-- begin TEXT EXCERPT --

As your organisation continues its strategic pivot to digital, fostering a strong working relationship with the CEO and the rest of the leadership team will help ensure your voice is heard and the contribution you (and your team) make is recognised and appreciated.
Here are some tips to help you strengthen the ties.
As they like it: Customise your communication style
Some leaders like everything in writing and want to see loads of data before each and every meeting. Others favour regular, informal face to face chats and a brief summary of proceedings after the fact. It’s up to you to work out the style of communication that works best for your CEO – and to keep on giving them more of the same. It’s the best way to ensure your advice is heard and heeded, when you are asked for input or an opinion.
Do the details well
Getting the medium and messaging right is one important piece of the puzzle. Providing the type and depth of detail your CEO and their fellow leaders want to see is another. While there are notable exceptions, a good rule of thumb is to assume that your peers don’t want to get too bogged down in the technical nitty-gritty. Rather, they want to know how high tech spending will contribute to desired business outcomes – think efficiency, profitability, growth and organisational resilience. Be prepared to paint a picture of how ICT programs and projects will impact the enterprise as a whole, and the risks that are likely to accrue if funds aren’t invested. Most importantly, ensure you have an excellent handle on how much the solutions you advocate for will cost, both upfront and ongoing.

-- end TEXT EXCERPT --
-- begin LISTED RECORDS --

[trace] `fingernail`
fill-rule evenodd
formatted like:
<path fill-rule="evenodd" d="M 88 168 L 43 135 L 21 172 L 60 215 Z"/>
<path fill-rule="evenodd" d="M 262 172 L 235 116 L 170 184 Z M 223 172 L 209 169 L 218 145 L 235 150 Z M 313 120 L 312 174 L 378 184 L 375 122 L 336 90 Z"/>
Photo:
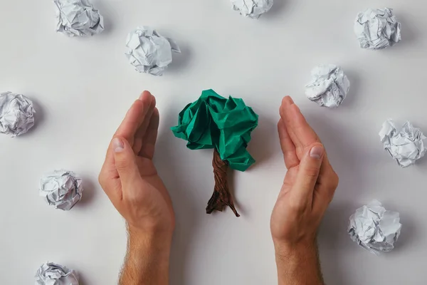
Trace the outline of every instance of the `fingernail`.
<path fill-rule="evenodd" d="M 317 160 L 320 160 L 320 157 L 322 157 L 322 155 L 323 147 L 322 147 L 320 145 L 312 147 L 311 150 L 310 151 L 310 156 Z"/>
<path fill-rule="evenodd" d="M 115 138 L 112 139 L 112 149 L 115 152 L 120 152 L 125 149 L 125 145 L 120 139 Z"/>

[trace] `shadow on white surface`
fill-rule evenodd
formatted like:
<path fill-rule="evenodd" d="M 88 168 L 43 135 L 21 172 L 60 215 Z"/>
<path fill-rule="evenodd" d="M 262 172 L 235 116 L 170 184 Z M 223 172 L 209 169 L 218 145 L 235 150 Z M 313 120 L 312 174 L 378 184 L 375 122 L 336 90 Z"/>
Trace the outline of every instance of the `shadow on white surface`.
<path fill-rule="evenodd" d="M 394 11 L 396 14 L 396 11 Z M 401 32 L 402 32 L 402 40 L 400 43 L 397 43 L 392 48 L 397 48 L 398 46 L 413 46 L 413 44 L 418 44 L 420 43 L 418 41 L 418 36 L 415 31 L 415 27 L 412 26 L 413 22 L 412 19 L 408 19 L 406 14 L 399 14 L 399 13 L 396 16 L 397 21 L 400 21 L 402 24 Z M 410 20 L 410 21 L 408 21 Z M 389 49 L 389 48 L 386 48 Z"/>
<path fill-rule="evenodd" d="M 34 126 L 28 131 L 28 134 L 31 134 L 38 129 L 38 128 L 43 126 L 46 120 L 46 115 L 44 113 L 45 111 L 36 95 L 30 93 L 28 95 L 28 97 L 33 102 L 34 110 L 36 110 L 36 115 L 34 115 Z"/>
<path fill-rule="evenodd" d="M 172 63 L 168 67 L 168 70 L 166 71 L 167 73 L 182 73 L 189 68 L 189 66 L 191 61 L 192 51 L 190 46 L 186 45 L 185 43 L 178 42 L 178 41 L 176 41 L 176 42 L 179 46 L 179 48 L 181 49 L 181 53 L 173 53 Z"/>
<path fill-rule="evenodd" d="M 110 19 L 115 18 L 112 13 L 112 8 L 107 4 L 105 1 L 99 0 L 93 2 L 93 6 L 100 11 L 100 14 L 104 18 L 104 31 L 100 34 L 95 35 L 95 36 L 110 36 L 114 31 L 114 23 Z M 125 46 L 125 38 L 122 39 L 123 46 Z"/>
<path fill-rule="evenodd" d="M 363 97 L 359 93 L 360 86 L 363 83 L 362 83 L 360 75 L 356 70 L 351 68 L 344 68 L 344 72 L 350 81 L 350 90 L 345 100 L 342 102 L 342 105 L 339 108 L 354 108 L 354 105 L 357 105 L 357 99 Z"/>
<path fill-rule="evenodd" d="M 291 0 L 275 0 L 273 7 L 266 14 L 263 15 L 264 18 L 275 18 L 283 17 L 285 9 L 288 6 L 288 1 Z"/>
<path fill-rule="evenodd" d="M 95 191 L 97 182 L 92 181 L 90 177 L 83 176 L 83 192 L 82 199 L 75 204 L 76 207 L 88 207 L 93 201 L 96 195 Z"/>
<path fill-rule="evenodd" d="M 278 108 L 277 113 L 278 113 Z M 252 132 L 252 140 L 248 145 L 248 151 L 256 160 L 254 165 L 250 167 L 247 172 L 251 172 L 253 167 L 266 163 L 273 155 L 275 144 L 278 144 L 278 134 L 277 131 L 277 123 L 263 114 L 258 114 L 258 126 Z M 275 134 L 272 136 L 271 134 Z"/>
<path fill-rule="evenodd" d="M 325 284 L 328 285 L 349 285 L 349 280 L 344 275 L 345 270 L 340 260 L 342 254 L 337 249 L 353 245 L 347 231 L 343 229 L 347 228 L 349 217 L 356 209 L 354 204 L 332 202 L 323 218 L 317 242 L 322 271 Z"/>

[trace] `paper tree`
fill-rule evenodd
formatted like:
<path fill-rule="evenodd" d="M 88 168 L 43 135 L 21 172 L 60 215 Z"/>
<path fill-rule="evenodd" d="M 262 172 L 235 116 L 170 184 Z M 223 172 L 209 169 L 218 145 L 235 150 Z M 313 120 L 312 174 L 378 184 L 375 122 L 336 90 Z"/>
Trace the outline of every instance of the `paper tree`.
<path fill-rule="evenodd" d="M 258 115 L 242 99 L 226 99 L 213 90 L 203 91 L 179 113 L 178 125 L 172 128 L 174 135 L 187 140 L 190 150 L 214 148 L 215 187 L 207 214 L 228 206 L 240 217 L 228 189 L 227 169 L 245 171 L 255 162 L 246 147 L 257 125 Z"/>

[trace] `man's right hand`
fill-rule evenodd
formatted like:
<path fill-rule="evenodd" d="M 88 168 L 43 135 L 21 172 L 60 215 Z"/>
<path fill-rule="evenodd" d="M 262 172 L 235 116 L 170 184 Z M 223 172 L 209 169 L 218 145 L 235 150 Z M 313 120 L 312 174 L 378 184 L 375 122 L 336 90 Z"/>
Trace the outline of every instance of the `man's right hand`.
<path fill-rule="evenodd" d="M 278 127 L 288 172 L 273 211 L 279 284 L 322 284 L 316 235 L 338 185 L 325 150 L 290 97 Z"/>
<path fill-rule="evenodd" d="M 148 91 L 135 100 L 110 143 L 99 177 L 129 231 L 120 285 L 169 284 L 175 217 L 152 162 L 159 127 L 155 107 Z"/>

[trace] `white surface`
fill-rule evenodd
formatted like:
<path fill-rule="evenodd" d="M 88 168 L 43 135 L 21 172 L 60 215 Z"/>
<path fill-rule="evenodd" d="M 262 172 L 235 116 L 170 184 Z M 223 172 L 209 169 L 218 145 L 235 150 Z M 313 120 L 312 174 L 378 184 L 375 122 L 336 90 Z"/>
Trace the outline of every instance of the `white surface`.
<path fill-rule="evenodd" d="M 47 260 L 78 271 L 83 285 L 114 284 L 126 245 L 124 223 L 97 185 L 111 135 L 140 91 L 157 95 L 161 112 L 157 165 L 176 213 L 172 285 L 276 282 L 269 219 L 285 167 L 276 122 L 292 95 L 322 139 L 340 185 L 319 237 L 330 285 L 422 284 L 427 279 L 427 160 L 400 169 L 378 132 L 391 117 L 427 131 L 427 4 L 419 0 L 275 0 L 260 21 L 228 0 L 97 0 L 106 31 L 89 38 L 56 33 L 50 1 L 1 0 L 0 90 L 37 103 L 36 127 L 0 137 L 0 284 L 33 282 Z M 402 42 L 381 51 L 359 48 L 357 13 L 394 8 Z M 127 33 L 151 25 L 182 48 L 163 78 L 139 74 L 124 55 Z M 320 63 L 342 66 L 352 82 L 339 109 L 308 100 L 304 86 Z M 204 214 L 214 179 L 211 151 L 191 151 L 169 128 L 203 89 L 243 98 L 260 115 L 249 150 L 258 163 L 236 172 L 242 217 Z M 85 177 L 83 200 L 69 212 L 38 196 L 43 173 L 65 167 Z M 346 233 L 348 217 L 376 198 L 399 211 L 394 252 L 376 257 Z"/>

-- end LISTED RECORDS --

## TO DO
[1] Answer these from the text on working with the CEO:
(a) What do some leaders want to see before each and every meeting?
(b) What should you assume your peers don't want to get too bogged down in?
(c) In what two ways should you know what your advocated solutions will cost?
[2] Rewrite the part of the text on working with the CEO that opens with the words containing "Do the details" and closes with "upfront and ongoing.", replacing "rule of thumb" with "general guideline".
The records aren't needed for what follows.

## SOLUTIONS PER TASK
[1]
(a) Loads of data, with everything in writing.
(b) The technical nitty-gritty.
(c) Both upfront and ongoing.

[2]
Do the details well
Getting the medium and messaging right is one important piece of the puzzle. Providing the type and depth of detail your CEO and their fellow leaders want to see is another. While there are notable exceptions, a good general guideline is to assume that your peers don’t want to get too bogged down in the technical nitty-gritty. Rather, they want to know how high tech spending will contribute to desired business outcomes – think efficiency, profitability, growth and organisational resilience. Be prepared to paint a picture of how ICT programs and projects will impact the enterprise as a whole, and the risks that are likely to accrue if funds aren’t invested. Most importantly, ensure you have an excellent handle on how much the solutions you advocate for will cost, both upfront and ongoing.